'''

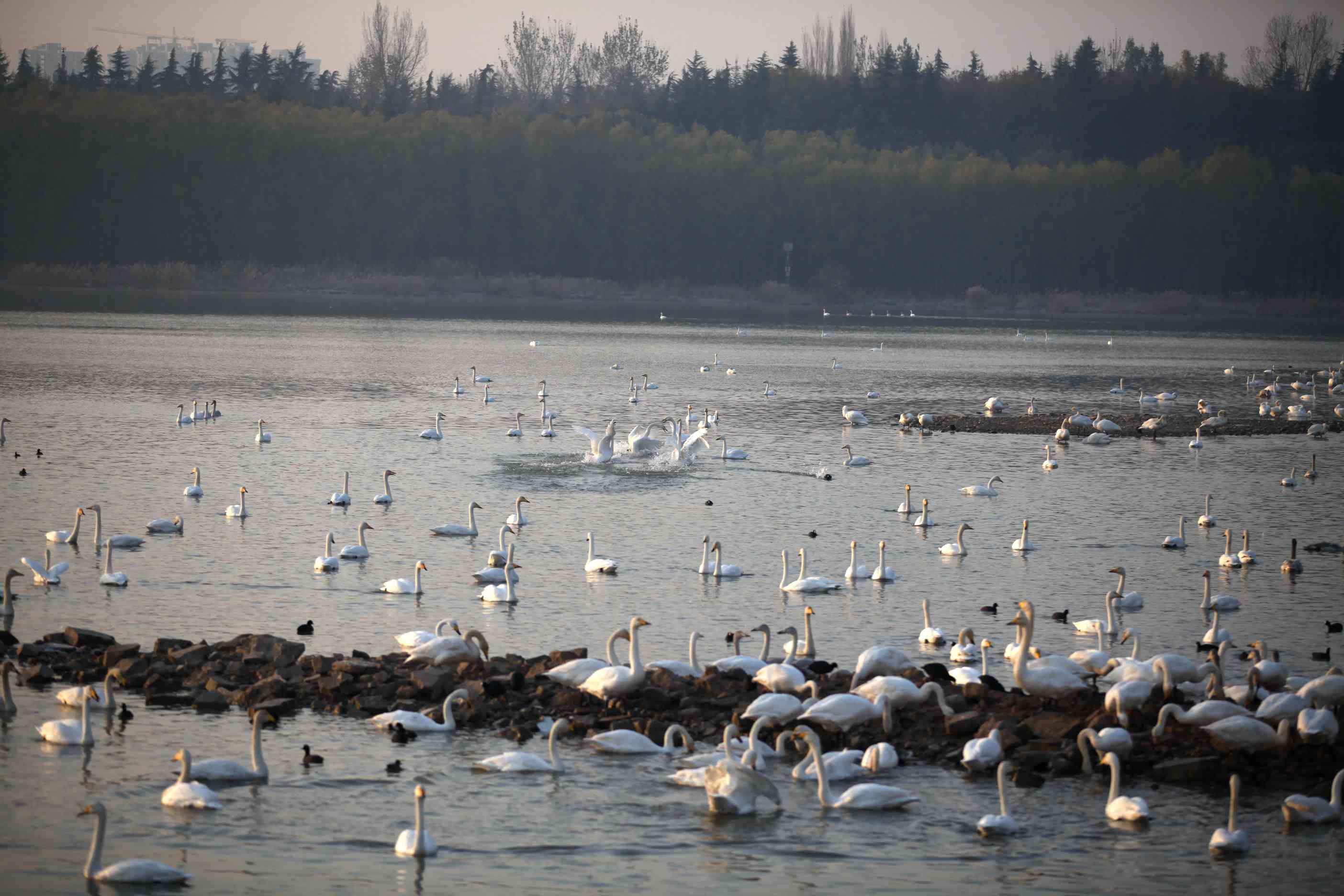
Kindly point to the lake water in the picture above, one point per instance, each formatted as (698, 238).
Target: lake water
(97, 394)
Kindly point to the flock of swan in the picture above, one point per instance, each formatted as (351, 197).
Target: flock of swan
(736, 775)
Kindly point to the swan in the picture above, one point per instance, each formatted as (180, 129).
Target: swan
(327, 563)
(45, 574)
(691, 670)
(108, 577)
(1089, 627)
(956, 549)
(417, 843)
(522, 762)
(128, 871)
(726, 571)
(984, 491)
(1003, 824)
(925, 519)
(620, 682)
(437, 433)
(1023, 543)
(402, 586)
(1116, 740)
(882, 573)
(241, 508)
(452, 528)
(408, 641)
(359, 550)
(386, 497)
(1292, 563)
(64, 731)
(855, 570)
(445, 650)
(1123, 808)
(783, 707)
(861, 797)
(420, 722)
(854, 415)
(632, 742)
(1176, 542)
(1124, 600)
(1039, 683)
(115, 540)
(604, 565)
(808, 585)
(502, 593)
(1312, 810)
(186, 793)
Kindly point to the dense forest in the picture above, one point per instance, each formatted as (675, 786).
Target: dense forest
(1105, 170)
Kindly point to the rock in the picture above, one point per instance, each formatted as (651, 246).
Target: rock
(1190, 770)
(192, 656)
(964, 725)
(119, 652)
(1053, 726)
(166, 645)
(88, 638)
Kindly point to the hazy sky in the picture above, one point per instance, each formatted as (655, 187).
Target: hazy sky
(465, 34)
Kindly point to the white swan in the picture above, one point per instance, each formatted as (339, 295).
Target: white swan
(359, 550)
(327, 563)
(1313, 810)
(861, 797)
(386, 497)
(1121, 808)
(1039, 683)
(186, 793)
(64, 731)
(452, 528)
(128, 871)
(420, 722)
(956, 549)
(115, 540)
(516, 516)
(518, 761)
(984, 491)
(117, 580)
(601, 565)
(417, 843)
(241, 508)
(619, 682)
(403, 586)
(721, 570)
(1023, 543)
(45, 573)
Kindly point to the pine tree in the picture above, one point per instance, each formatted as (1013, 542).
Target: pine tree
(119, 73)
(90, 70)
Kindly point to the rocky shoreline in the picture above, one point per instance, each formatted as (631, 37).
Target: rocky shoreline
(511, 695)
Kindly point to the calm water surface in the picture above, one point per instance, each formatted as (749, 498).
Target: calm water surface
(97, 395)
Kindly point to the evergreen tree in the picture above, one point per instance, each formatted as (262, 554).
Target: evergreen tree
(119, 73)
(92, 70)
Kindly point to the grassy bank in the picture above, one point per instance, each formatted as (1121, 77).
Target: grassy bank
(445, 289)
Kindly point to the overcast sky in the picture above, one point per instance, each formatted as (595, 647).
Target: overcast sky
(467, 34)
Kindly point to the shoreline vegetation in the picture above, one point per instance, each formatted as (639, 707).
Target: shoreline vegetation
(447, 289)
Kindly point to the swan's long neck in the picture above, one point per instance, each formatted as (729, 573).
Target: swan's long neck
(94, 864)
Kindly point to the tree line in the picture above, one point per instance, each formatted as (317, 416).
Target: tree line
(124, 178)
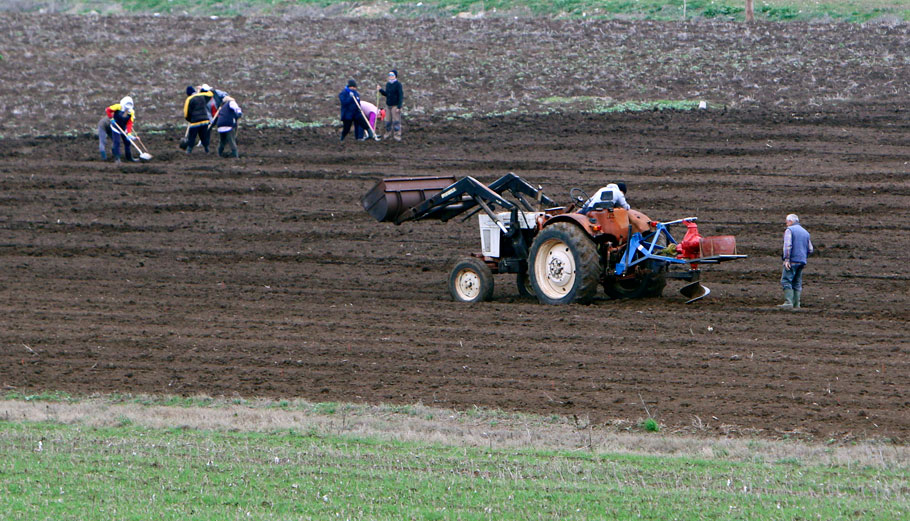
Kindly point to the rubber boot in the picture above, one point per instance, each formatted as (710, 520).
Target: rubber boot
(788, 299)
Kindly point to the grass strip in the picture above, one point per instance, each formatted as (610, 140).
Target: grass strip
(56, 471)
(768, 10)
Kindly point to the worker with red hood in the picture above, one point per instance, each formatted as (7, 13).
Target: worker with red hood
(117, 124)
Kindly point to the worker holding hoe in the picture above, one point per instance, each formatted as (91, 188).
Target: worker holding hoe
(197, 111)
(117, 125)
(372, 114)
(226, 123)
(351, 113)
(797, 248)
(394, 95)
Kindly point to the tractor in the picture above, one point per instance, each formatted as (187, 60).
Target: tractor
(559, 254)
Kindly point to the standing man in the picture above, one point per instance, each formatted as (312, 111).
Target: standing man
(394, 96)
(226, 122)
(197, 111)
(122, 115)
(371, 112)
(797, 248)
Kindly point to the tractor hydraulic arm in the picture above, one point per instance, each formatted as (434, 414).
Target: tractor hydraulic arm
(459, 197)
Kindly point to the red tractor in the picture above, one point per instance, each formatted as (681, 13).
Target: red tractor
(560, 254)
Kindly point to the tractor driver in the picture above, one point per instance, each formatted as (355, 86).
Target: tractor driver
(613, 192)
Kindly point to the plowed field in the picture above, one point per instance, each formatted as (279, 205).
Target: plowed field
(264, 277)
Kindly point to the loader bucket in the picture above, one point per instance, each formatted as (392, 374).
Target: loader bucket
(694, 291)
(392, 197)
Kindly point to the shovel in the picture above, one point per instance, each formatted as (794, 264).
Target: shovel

'''

**Given exercise:**
Recast every line of the rows above as a JSON list of strings, one string per line, skipping blank lines. Leave the pictures out.

**Problem solution:**
[
  "Kindly point to the lake water in the picture above, one point per instance, each formatted as (698, 238).",
  "Target: lake water",
  "(97, 394)",
  "Kindly point to the flock of swan in the picture above, one point per instance, each formatted as (351, 197).",
  "Target: flock of swan",
  "(736, 775)",
  "Kindly point to the swan in the picture above, one point per instance, each formatted as (180, 129).",
  "Target: swan",
  "(327, 563)",
  "(45, 574)",
  "(691, 670)",
  "(108, 577)",
  "(1089, 627)",
  "(956, 549)",
  "(417, 843)",
  "(522, 762)",
  "(128, 871)",
  "(726, 571)",
  "(984, 491)",
  "(1003, 824)",
  "(925, 519)",
  "(620, 682)",
  "(437, 433)",
  "(1023, 543)",
  "(402, 586)",
  "(1116, 740)",
  "(882, 573)",
  "(241, 508)",
  "(452, 528)",
  "(408, 641)",
  "(359, 550)",
  "(386, 497)",
  "(1292, 563)",
  "(64, 731)",
  "(855, 570)",
  "(445, 650)",
  "(1123, 808)",
  "(783, 707)",
  "(861, 797)",
  "(420, 722)",
  "(854, 415)",
  "(632, 742)",
  "(1176, 542)",
  "(1124, 600)",
  "(1039, 683)",
  "(115, 540)",
  "(604, 565)",
  "(808, 585)",
  "(502, 593)",
  "(1312, 810)",
  "(186, 793)",
  "Kindly point to the dense forest in the picture above, one point per instance, each formatted as (675, 786).",
  "Target: dense forest",
  "(1105, 170)",
  "Kindly point to the rock in the picture above, one point per instance, each formatted as (651, 246).",
  "Target: rock",
  "(1190, 770)",
  "(192, 656)",
  "(964, 725)",
  "(119, 652)",
  "(1053, 726)",
  "(166, 645)",
  "(88, 638)",
  "Kindly point to the hazy sky in the picture above, one point per instance, each formatted as (655, 187).",
  "Target: hazy sky",
  "(465, 34)",
  "Kindly point to the white swan in the picture above, one point per instance, each formatted as (339, 295).",
  "Target: white swan",
  "(359, 550)",
  "(327, 563)",
  "(1313, 810)",
  "(861, 797)",
  "(386, 497)",
  "(1121, 808)",
  "(1039, 683)",
  "(186, 793)",
  "(64, 731)",
  "(452, 528)",
  "(128, 871)",
  "(420, 722)",
  "(956, 549)",
  "(115, 540)",
  "(516, 516)",
  "(518, 761)",
  "(984, 491)",
  "(117, 580)",
  "(601, 565)",
  "(417, 843)",
  "(241, 508)",
  "(619, 682)",
  "(403, 586)",
  "(721, 570)",
  "(1023, 543)",
  "(45, 573)",
  "Kindly point to the pine tree in the picture above, one point per instance, each formatted as (1013, 542).",
  "Target: pine tree",
  "(119, 73)",
  "(90, 70)",
  "Kindly point to the rocky shoreline in the picture above, one point per instance, each formatted as (631, 37).",
  "Target: rocky shoreline",
  "(511, 695)",
  "Kindly point to the calm water surface in the picture above, one point per instance, each formatted as (749, 498).",
  "Target: calm water surface",
  "(97, 395)",
  "Kindly point to the evergreen tree in the picture above, one point per instance, each formatted as (262, 554).",
  "Target: evergreen tree",
  "(119, 73)",
  "(92, 70)",
  "Kindly point to the grassy bank in the picture above, one point per instance, each formatted as (1121, 77).",
  "Target: grassy bank",
  "(445, 289)",
  "Kindly point to the overcast sky in the picture above, one point per instance, each formatted as (595, 647).",
  "Target: overcast sky",
  "(467, 34)",
  "Kindly point to the shoreline vegetation in the picture above, one point per instance, each formatted as (639, 707).",
  "Target: shoreline vegetation",
  "(447, 289)",
  "Kindly point to the swan's long neck in the picture above, one point per instance, each formatted as (729, 573).",
  "Target: swan's long neck",
  "(94, 864)",
  "Kindly point to the tree line in the picture above, one point per instance, each formatted as (317, 416).",
  "Target: tree line",
  "(124, 178)",
  "Kindly point to the rubber boot in the picture above, one point per instance, each formatted as (710, 520).",
  "Target: rubber boot",
  "(788, 299)",
  "Kindly point to the grass strip in the picture above, one point per instance, each formatted as (610, 140).",
  "Target: grass strip",
  "(56, 471)",
  "(768, 10)",
  "Kindly point to the worker with red hood in the picture above, one point per instance, each formatted as (7, 13).",
  "Target: worker with red hood",
  "(117, 124)",
  "Kindly point to the worker holding hoe in the picture above, one point per instance, each formatted as (91, 188).",
  "Target: worker holding hoe",
  "(197, 111)",
  "(117, 125)",
  "(372, 114)",
  "(226, 123)",
  "(351, 113)",
  "(797, 248)",
  "(394, 95)",
  "Kindly point to the tractor in the picture above, one point per instance, each formatted as (187, 60).",
  "Target: tractor",
  "(559, 254)",
  "Kindly point to the standing man in the picture above, one point per instance, each formatted as (312, 111).",
  "Target: standing man",
  "(394, 96)",
  "(226, 122)",
  "(197, 111)",
  "(122, 115)",
  "(371, 112)",
  "(797, 248)",
  "Kindly point to the tractor hydraulic arm in the picture above, one point per instance, each formatted as (434, 414).",
  "Target: tractor hydraulic arm",
  "(459, 197)",
  "Kindly point to the red tractor in the picture above, one point per instance, each formatted as (681, 13).",
  "Target: red tractor",
  "(560, 254)",
  "Kindly point to the tractor driver in the picture above, one point per instance, each formatted as (355, 86).",
  "Target: tractor driver",
  "(613, 192)",
  "Kindly point to the plowed field in the picture above, one point per instance, each formatted as (279, 205).",
  "Target: plowed field",
  "(264, 277)",
  "Kindly point to the loader bucket in the picture above, one point per instance, each formatted as (392, 374).",
  "Target: loader bucket",
  "(694, 291)",
  "(392, 197)",
  "Kindly point to the shovel in the picture above, one point per instance, each formatted as (794, 264).",
  "Target: shovel"
]